• **Work task**
With pictures removed, output every record below exactly as written.

+++ Materials provided +++

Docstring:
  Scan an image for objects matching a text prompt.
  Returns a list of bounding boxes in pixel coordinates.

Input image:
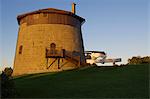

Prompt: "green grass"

[13,64,149,98]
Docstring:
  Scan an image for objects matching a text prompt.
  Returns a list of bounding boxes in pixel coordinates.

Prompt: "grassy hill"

[13,64,149,98]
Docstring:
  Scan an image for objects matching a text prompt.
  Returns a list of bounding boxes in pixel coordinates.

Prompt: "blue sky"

[0,0,149,67]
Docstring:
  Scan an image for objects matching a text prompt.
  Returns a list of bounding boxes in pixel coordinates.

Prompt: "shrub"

[128,56,150,65]
[1,67,17,98]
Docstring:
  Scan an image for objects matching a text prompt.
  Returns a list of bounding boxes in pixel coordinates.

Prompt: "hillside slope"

[13,64,149,98]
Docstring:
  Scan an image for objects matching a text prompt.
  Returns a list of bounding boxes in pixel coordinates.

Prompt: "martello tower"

+++

• **Answer to the problem**
Docstring:
  Scan an image for objects matching a text prompt.
  Returns a list of bounding boxes in pixel coordinates.

Input image:

Prompt: "green grass"

[13,64,149,98]
Docstring:
  Scan an image for objects matching a text prompt.
  Returns a list of bounding boxes in pixel coordinates.

Prompt: "grassy hill"

[13,64,149,98]
Docstring:
  Scan an image for objects matching a text prompt.
  Returns a list of bounding boxes in pixel coordinates.

Prompt: "blue sky"

[0,0,149,67]
Docstring:
  Scan an image for objects matching a text prompt.
  Returns a list of bounding boxes in pixel coordinates.

Prompt: "shrub"

[128,56,150,65]
[1,67,17,98]
Docstring:
  Scan an image for objects matching a text prompt.
  Returns a list of bounding boxes in pixel coordinates.

Prompt: "hillside slope"

[13,64,149,98]
Docstring:
  Scan an image for objects matching a text prompt.
  Returns a list of bounding boxes in pixel coordinates.

Prompt: "martello tower"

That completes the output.